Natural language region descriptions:
· · ·
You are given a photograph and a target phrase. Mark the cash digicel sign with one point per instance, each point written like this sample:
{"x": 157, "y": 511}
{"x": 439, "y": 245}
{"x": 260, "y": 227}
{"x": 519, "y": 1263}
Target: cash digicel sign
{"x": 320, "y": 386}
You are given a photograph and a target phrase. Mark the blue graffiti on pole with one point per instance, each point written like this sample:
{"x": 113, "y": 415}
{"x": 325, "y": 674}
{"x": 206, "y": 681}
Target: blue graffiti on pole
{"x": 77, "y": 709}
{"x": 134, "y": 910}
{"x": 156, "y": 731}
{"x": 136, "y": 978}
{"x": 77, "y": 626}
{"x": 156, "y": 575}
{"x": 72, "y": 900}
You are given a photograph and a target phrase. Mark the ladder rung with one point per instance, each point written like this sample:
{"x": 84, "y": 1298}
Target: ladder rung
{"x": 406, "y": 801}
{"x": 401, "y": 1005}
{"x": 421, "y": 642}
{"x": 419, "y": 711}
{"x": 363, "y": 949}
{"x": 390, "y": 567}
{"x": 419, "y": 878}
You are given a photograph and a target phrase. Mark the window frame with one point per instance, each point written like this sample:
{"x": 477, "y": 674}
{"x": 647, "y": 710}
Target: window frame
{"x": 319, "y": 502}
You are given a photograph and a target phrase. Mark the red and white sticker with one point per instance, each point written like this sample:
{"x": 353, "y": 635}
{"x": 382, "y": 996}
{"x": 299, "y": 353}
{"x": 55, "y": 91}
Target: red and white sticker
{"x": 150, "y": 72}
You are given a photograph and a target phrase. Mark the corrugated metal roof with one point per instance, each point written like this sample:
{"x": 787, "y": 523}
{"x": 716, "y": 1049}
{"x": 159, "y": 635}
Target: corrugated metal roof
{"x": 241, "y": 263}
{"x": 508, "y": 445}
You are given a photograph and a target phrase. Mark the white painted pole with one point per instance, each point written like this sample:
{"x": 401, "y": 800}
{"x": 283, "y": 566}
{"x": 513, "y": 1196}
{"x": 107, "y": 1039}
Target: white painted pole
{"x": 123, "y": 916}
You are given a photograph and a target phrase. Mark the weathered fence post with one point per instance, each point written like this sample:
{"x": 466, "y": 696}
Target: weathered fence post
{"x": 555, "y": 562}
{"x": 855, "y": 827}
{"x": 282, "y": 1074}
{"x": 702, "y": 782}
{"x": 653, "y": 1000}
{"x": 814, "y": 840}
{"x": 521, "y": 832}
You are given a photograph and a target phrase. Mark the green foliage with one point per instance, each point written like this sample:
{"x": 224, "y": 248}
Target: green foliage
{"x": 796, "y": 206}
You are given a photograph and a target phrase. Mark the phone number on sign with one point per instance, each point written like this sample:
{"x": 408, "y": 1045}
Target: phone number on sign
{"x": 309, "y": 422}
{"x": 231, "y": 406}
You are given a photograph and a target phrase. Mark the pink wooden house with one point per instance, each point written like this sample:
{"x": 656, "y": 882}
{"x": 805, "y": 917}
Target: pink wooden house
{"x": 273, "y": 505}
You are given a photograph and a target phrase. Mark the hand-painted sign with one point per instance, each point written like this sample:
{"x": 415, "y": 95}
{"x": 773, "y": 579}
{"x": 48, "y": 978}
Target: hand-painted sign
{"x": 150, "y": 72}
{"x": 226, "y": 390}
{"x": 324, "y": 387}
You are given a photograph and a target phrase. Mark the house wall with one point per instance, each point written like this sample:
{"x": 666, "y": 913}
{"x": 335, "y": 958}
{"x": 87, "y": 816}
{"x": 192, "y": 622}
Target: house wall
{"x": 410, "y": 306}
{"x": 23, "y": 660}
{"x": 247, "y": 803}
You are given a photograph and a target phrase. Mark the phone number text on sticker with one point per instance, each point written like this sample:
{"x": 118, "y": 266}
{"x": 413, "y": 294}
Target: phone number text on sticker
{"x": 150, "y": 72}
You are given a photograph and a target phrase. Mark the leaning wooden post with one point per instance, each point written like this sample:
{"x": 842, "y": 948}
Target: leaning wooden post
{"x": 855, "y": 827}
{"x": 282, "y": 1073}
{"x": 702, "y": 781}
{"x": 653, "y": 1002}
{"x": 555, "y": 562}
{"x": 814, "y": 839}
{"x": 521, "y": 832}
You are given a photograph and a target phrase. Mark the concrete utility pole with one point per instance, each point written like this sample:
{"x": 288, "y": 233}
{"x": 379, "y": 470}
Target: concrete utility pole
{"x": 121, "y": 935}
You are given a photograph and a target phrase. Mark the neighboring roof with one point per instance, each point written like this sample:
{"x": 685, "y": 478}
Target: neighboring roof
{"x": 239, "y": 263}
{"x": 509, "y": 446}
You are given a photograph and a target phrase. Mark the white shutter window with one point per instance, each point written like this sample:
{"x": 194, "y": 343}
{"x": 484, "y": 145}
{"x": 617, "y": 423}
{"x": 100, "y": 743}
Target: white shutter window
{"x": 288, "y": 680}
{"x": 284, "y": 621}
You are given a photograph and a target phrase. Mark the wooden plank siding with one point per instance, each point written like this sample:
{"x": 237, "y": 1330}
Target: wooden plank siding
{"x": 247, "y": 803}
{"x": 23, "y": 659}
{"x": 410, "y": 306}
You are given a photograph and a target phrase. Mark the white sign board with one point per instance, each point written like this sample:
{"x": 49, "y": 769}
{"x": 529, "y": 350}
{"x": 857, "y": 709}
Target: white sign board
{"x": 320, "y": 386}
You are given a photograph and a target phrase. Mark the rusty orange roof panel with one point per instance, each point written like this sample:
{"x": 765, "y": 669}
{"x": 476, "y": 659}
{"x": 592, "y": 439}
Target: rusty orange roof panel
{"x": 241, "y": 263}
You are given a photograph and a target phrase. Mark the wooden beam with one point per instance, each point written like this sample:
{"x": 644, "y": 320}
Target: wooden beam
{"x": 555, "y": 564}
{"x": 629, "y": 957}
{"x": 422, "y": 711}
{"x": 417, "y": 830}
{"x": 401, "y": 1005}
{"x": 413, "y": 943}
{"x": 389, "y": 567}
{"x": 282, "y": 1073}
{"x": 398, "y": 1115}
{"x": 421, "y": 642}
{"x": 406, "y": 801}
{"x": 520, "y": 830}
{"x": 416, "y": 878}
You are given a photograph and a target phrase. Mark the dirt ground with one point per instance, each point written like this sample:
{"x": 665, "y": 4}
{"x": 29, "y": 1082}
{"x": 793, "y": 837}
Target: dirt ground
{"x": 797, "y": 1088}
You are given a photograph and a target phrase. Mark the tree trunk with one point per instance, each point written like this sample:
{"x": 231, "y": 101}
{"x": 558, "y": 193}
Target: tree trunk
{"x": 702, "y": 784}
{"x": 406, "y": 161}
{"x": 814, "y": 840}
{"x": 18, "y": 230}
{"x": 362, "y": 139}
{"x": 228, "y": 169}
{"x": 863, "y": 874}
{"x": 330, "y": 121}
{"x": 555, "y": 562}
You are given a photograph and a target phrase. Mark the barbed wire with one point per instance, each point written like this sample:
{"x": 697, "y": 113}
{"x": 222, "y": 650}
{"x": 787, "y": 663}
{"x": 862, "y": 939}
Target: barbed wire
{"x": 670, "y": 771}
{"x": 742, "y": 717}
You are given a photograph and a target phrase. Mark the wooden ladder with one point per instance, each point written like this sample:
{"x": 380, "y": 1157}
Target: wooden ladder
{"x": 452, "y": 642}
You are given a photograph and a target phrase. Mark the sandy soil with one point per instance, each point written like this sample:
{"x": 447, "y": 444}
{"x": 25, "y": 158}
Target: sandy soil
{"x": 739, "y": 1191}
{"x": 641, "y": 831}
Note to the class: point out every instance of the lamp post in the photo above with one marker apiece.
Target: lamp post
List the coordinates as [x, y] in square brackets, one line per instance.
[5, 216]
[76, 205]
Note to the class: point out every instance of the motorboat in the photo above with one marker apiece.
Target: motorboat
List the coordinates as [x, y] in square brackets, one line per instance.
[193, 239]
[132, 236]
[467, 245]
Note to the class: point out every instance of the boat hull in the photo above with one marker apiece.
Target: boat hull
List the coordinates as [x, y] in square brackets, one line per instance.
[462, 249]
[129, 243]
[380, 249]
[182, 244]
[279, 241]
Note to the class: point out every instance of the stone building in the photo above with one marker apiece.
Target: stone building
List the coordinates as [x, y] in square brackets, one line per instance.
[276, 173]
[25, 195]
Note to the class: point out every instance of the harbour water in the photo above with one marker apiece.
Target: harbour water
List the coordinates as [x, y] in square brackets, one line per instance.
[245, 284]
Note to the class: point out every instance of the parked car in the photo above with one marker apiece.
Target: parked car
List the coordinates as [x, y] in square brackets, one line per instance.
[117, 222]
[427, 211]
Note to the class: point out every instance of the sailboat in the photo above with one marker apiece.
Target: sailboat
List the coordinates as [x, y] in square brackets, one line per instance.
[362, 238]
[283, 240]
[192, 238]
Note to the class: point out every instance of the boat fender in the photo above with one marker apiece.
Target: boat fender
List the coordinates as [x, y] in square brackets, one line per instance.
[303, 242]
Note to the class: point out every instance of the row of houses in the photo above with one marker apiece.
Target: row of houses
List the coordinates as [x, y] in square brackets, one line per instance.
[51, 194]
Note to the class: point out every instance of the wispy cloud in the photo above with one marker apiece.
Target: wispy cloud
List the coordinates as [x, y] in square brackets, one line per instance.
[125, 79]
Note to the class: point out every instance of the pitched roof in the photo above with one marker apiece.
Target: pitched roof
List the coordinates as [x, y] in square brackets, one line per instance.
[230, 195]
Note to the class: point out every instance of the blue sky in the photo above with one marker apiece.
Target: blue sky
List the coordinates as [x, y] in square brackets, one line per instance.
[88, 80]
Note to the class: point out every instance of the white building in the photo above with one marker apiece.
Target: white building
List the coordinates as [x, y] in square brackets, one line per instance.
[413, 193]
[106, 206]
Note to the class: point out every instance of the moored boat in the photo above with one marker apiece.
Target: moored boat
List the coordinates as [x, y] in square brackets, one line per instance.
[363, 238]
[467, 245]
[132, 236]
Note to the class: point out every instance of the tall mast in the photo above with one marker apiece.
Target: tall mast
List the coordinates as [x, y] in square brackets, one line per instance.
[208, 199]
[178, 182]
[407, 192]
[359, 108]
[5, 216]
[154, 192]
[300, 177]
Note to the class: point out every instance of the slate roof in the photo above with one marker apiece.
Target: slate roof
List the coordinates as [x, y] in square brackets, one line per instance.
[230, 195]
· · ·
Go through the entries above and tally each line that has the word "stone"; reply with the tally and nothing else.

2